== SET EXERCISE ==
Starting with the line that contains "Mark the weed" and going on through the end of the items, write out every line again, shifting each coordinate in the answers by adding 135 to it. Leave all other text unchanged, including the sample points given in the wording.

== DATA SUPPLIED ==

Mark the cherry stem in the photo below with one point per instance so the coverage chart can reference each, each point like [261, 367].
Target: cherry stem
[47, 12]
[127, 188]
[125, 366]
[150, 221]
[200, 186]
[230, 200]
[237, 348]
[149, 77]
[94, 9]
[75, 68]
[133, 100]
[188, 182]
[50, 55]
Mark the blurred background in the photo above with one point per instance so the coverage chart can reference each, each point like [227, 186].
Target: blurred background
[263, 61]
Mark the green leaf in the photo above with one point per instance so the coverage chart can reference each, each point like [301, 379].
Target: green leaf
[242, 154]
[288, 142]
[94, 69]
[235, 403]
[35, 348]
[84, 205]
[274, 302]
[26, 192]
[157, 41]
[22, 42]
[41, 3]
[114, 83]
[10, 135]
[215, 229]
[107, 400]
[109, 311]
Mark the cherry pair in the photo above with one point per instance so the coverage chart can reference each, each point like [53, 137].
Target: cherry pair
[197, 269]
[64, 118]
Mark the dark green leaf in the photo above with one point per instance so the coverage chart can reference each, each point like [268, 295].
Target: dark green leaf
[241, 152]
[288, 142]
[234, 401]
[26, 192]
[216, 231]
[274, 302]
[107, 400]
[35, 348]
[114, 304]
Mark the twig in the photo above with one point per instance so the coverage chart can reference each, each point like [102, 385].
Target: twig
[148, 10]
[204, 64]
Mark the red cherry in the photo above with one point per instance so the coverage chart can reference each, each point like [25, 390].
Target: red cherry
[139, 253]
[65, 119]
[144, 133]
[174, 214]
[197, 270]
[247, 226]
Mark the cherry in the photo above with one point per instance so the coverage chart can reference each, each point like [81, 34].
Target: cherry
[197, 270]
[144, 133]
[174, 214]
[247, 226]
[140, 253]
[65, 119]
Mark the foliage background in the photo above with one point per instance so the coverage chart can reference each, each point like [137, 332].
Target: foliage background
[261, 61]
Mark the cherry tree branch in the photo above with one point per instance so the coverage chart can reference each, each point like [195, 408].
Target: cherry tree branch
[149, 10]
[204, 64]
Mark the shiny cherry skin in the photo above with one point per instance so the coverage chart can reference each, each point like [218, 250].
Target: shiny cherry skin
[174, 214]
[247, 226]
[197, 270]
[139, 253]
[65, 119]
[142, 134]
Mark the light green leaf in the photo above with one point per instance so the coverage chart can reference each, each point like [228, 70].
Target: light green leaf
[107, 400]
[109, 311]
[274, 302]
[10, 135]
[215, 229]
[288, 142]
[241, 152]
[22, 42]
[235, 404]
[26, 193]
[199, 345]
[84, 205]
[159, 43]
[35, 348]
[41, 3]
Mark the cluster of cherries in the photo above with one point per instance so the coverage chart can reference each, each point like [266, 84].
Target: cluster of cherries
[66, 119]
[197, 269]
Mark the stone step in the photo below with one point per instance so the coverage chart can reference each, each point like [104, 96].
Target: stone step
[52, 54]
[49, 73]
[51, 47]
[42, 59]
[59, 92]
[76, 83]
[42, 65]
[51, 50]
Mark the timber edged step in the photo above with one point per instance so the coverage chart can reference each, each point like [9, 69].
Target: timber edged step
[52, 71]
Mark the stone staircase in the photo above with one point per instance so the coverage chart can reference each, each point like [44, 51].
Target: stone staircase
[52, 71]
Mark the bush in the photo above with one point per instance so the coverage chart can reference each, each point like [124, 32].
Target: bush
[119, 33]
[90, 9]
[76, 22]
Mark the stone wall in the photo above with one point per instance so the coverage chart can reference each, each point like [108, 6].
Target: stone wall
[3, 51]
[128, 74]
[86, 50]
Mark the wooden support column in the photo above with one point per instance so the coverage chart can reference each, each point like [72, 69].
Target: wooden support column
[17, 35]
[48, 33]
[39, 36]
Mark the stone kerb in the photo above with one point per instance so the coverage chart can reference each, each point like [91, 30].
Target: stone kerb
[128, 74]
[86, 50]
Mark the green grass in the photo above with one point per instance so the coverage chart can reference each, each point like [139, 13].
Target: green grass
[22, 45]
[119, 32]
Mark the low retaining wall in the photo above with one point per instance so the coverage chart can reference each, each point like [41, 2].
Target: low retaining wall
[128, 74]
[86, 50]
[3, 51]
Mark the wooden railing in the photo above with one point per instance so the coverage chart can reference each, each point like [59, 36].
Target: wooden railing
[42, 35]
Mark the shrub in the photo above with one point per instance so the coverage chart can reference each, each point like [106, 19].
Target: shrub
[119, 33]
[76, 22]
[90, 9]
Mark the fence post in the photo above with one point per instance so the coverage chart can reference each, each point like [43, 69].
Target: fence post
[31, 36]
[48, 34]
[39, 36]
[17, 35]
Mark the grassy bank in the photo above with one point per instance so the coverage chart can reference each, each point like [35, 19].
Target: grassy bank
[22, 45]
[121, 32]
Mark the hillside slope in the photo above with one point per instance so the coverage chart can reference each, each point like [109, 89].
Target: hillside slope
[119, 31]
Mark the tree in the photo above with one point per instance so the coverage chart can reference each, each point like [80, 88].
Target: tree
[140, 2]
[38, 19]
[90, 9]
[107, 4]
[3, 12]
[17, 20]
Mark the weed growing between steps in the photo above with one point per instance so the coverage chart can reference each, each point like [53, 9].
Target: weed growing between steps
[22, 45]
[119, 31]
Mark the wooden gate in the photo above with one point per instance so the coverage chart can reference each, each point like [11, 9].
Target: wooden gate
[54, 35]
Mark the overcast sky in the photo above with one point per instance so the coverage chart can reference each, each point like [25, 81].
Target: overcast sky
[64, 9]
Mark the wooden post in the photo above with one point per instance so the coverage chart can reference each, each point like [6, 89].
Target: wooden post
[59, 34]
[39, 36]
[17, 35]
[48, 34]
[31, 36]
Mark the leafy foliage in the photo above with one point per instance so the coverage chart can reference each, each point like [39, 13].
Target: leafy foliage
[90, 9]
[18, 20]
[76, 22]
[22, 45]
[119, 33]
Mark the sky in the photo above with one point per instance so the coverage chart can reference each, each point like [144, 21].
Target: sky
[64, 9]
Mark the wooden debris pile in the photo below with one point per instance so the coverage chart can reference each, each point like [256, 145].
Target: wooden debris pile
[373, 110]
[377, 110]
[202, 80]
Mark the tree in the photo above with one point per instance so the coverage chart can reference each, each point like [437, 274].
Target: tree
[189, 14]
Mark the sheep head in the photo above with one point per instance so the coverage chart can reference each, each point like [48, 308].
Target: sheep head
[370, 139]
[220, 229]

== CORRECT RESPONSE ==
Mark the weed growing between steps in the photo above with one point per instance so the coverage chart can reference each, each point like [53, 9].
Target: weed growing between steps
[157, 180]
[254, 166]
Mark the wooden gate in the photo above with one point per instance so the coverage chart can reference each, each point like [11, 9].
Target: wooden gate
[189, 170]
Mark the overcast sky in the photo above with one point per instance so the coverage chart can reference each, each point like [25, 81].
Target: overcast sky
[199, 144]
Mark the wooden post in the photo above with one point per instance so the coverage chart can reference each, each point like [6, 89].
Target: wooden post
[194, 169]
[174, 171]
[152, 170]
[183, 169]
[166, 171]
Mark the leafy foliage in the photo above with one point per instance so the coverage chart can reference each, each point like [39, 13].
Target: leafy foliage
[225, 144]
[153, 155]
[211, 157]
[157, 180]
[254, 168]
Mark the sky in the photo above with one point per instance so the coverage chart can reference each, each point like [144, 21].
Target: sky
[199, 144]
Mark the wooden debris pile in the photo below with one point per instance so the coverage chart can reference each, each point like [256, 145].
Target: wooden debris pile
[508, 245]
[512, 245]
[337, 215]
Mark the tree in the photo above with one point per instance so the coverage chart can reference each, each point like [437, 274].
Target: tree
[324, 149]
Mark the sheep head in the photo above with one point per instance so the coverage chart can reference each, each point like [48, 308].
Target: sheep head
[505, 274]
[355, 364]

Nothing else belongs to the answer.